=== Text segment ===

SPEAKER_00The stagnation of the two national parties.
SPEAKER_01That's one thing. I will totally agree with that, but another is concentration of wealth. When you have this concentration of wealth in just a few hands, right? And guess what's happening now, Gene?
SPEAKER_00Well, and this it's it's exact we see it's very similar to what was going on in the 1890s, right? The stagnation of the parties, but why? Because people felt that the elected officials and those two major parties had become complacent and corrupted by money power, as you're saying.
SPEAKER_01And that was a Tweedledee and Tweedledo, right? Yeah, the two sides of one coin, right? And they didn't see any difference in the two parties. They were both corrupt and and beholden to the concentrated interest.
SPEAKER_00And so people reacted against it and they looked for new candidates who could appeal to what everyday people were concerned about. And and you're absolutely right. I mean, every once in a while we we get this, and it's it's largely because people perceive that the uh other candidates um uh are are really just two sides of the same coin, as you said, and and that they all represent um the oligarchy, the money at interest. And in the United States, we have a strong uh a strong um thove, a a strong attraction to democracy, uh naturally, and and we perceive that as allowing little people to get ahead.

===

Problem to work on:
Reproduce the conversation excerpt word for word, starting at "SPEAKER_00The stagnation of" and ending at "the concentrated interest.". The data that follows has no connection to the conversation excerpt.

=== Dataset content ===

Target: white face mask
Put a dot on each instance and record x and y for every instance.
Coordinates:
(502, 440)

===

The response:
SPEAKER_00The stagnation of the two national parties.
SPEAKER_01That's one thing. I will totally agree with that, but another is concentration of wealth. When you have this concentration of wealth in just a few hands, right? And guess what's happening now, Gene?
SPEAKER_00Well, and this it's it's exact we see it's very similar to what was going on in the 1890s, right? The stagnation of the parties, but why? Because people felt that the elected officials and those two major parties had become complacent and corrupted by money power, as you're saying.
SPEAKER_01And that was a Tweedledee and Tweedledo, right? Yeah, the two sides of one coin, right? And they didn't see any difference in the two parties. They were both corrupt and and beholden to the concentrated interest.